Image point grounding data
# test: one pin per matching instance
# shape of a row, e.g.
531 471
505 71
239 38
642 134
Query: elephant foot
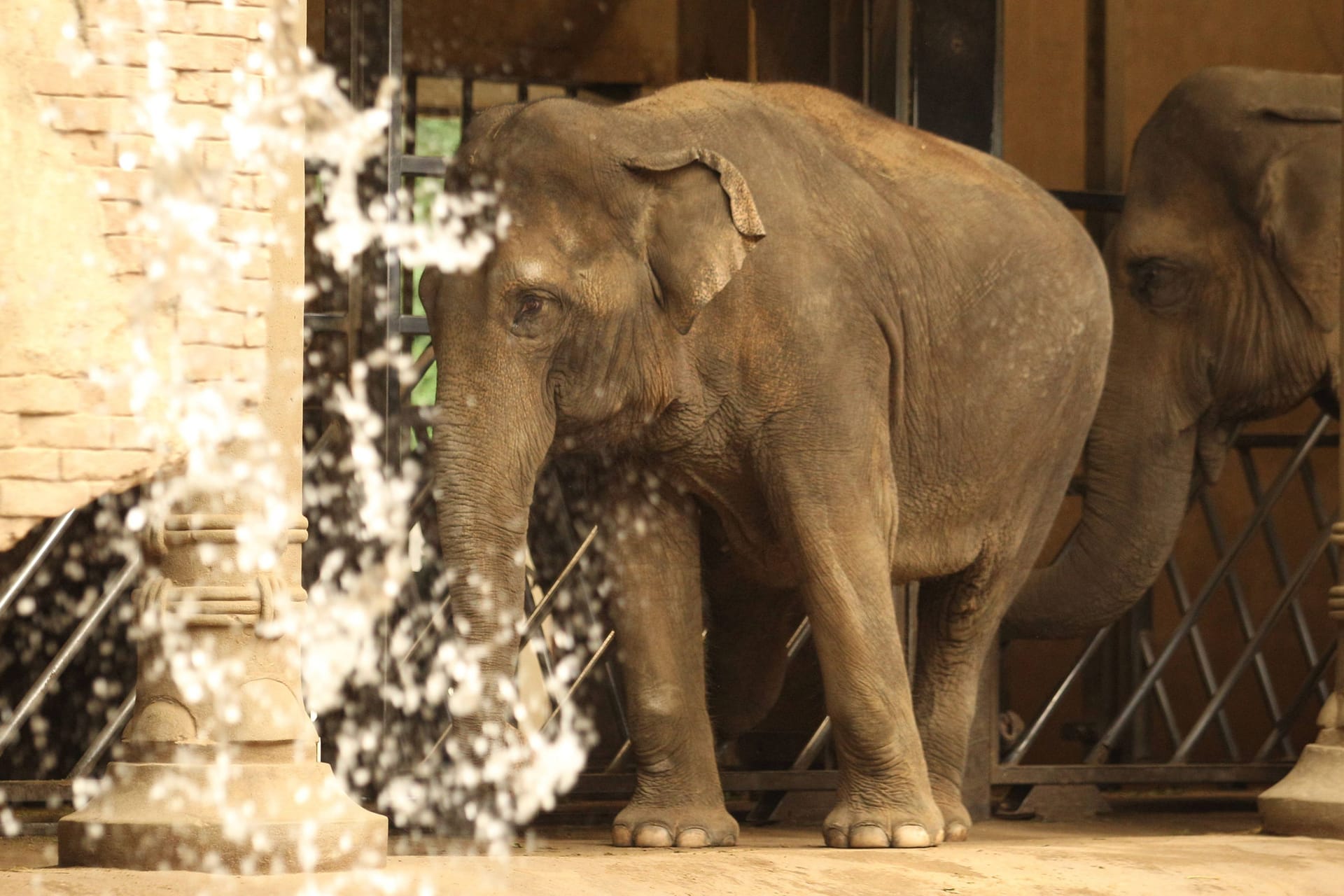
956 820
683 827
899 824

BRIEF
No picture belongs in the answer; the rest of the records must be repeated exactly.

ANSWER FOR THE TASK
# test: one pin per matching instance
# shape of a row, e.g.
531 471
505 71
239 38
642 134
Query: elephant foot
956 820
683 827
899 824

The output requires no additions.